THE PROBLEM
Give as output the line that contains "[locate] microphone -- the", followed by every remaining line of the entries, unchanged and with nothing added.

# START OF RECORDS FOR THIS EXERCISE

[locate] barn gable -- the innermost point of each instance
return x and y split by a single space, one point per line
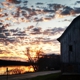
70 47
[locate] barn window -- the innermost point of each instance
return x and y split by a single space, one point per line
70 48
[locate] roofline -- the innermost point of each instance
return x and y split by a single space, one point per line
74 20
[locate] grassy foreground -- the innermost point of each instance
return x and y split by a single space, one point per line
56 76
47 77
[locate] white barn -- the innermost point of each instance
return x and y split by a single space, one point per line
70 47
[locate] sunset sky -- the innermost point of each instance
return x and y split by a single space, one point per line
35 25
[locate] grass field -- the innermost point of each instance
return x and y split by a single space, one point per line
56 76
47 77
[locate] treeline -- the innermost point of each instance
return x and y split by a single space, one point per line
49 62
46 62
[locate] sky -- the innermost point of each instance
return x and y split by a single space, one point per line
35 25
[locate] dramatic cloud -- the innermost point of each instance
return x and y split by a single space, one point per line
14 1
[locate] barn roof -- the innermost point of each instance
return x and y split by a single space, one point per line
68 28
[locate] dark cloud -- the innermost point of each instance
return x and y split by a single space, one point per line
14 1
39 3
55 7
36 31
30 27
77 2
77 10
66 10
2 35
53 31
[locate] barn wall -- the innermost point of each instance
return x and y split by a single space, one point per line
71 59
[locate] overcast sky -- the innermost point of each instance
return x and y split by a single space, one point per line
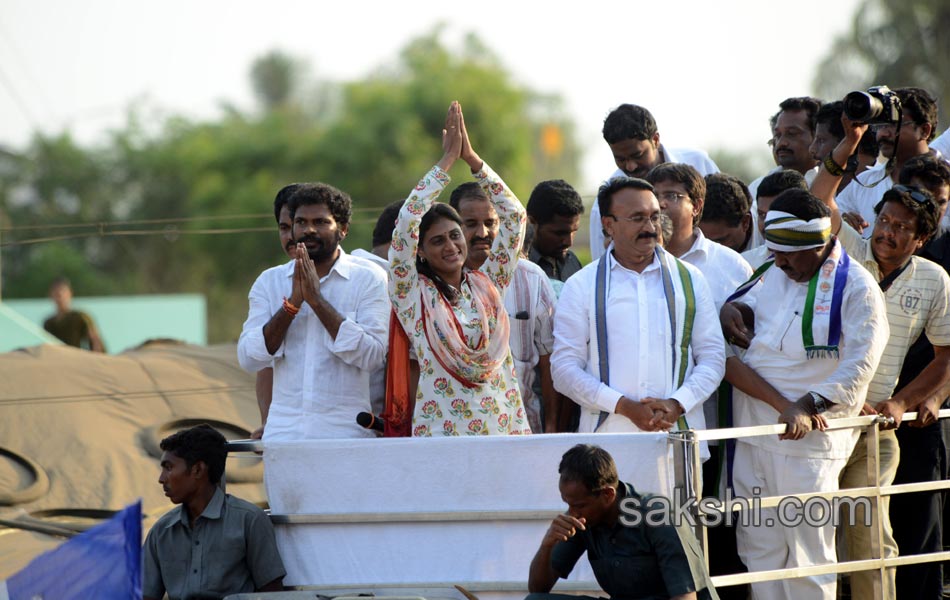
711 72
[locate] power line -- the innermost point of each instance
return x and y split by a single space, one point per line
101 225
166 232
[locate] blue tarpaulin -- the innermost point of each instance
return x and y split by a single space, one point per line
102 563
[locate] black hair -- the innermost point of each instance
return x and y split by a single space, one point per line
800 203
591 465
605 194
552 198
806 103
774 184
926 212
338 202
438 212
61 280
629 122
920 106
386 223
666 228
830 115
200 443
930 170
726 201
684 174
468 190
282 197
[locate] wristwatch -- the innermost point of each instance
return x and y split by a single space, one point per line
821 403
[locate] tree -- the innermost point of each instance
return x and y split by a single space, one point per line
273 77
897 43
185 206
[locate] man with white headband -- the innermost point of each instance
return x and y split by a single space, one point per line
814 329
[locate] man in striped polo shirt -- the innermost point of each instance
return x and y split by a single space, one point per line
917 295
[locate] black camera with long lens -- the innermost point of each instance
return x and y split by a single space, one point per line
878 105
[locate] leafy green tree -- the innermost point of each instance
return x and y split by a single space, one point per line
176 205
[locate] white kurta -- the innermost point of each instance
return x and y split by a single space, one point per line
320 383
638 343
777 354
698 159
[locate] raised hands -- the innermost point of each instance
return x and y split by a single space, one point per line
455 141
306 282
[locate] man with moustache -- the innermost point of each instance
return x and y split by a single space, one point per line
322 321
529 302
771 186
554 212
793 131
917 128
815 328
634 141
917 294
264 383
636 343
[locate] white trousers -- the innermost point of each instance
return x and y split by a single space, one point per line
786 542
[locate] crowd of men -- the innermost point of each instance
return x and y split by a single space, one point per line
681 321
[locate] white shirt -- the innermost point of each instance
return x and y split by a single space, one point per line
862 200
529 301
777 353
698 159
320 383
723 268
638 342
757 239
377 381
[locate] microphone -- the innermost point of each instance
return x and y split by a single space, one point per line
370 421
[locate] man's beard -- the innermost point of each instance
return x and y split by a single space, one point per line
322 251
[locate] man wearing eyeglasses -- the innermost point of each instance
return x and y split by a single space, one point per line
681 192
793 131
901 141
917 296
636 340
634 141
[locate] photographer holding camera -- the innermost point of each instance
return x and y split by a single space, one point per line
905 121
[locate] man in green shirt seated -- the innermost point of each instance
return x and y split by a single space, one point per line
214 544
644 561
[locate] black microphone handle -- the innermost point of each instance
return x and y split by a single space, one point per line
369 421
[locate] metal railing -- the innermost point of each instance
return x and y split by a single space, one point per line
686 459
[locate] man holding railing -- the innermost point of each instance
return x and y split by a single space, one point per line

# END OF RECORDS FOR THIS EXERCISE

RESULT FOR THIS EXERCISE
[locate] microphone -- the innermost point of each instance
return x and y split by a single space, one point per line
370 421
[locate] man's beard -- the innermost point of each instance
return x and y split by a single space, one point per line
322 251
[locate] man wearing eyeglasses -- the innermost point of each instance
return x and y split by a single space, one point per line
681 192
793 131
901 141
917 296
636 340
634 141
[locate] photographer holding camera -- the innermost point of each instance
return x and y split by a single space, one point per line
905 121
[locate] man in green shirt seated -- the innermost point of each instance
return x and y split by a single space, one point per line
214 544
644 561
[locate] black microphone handle -- the innermost point of each instance
return x and y split by a single space, one point per line
369 421
[locate] metal railing -- the innermost point of each instance
return x and y split by a single space, one point per line
686 459
[locate] man holding railing -- the innermost point of each instance
return x and y split by a single space, one point per line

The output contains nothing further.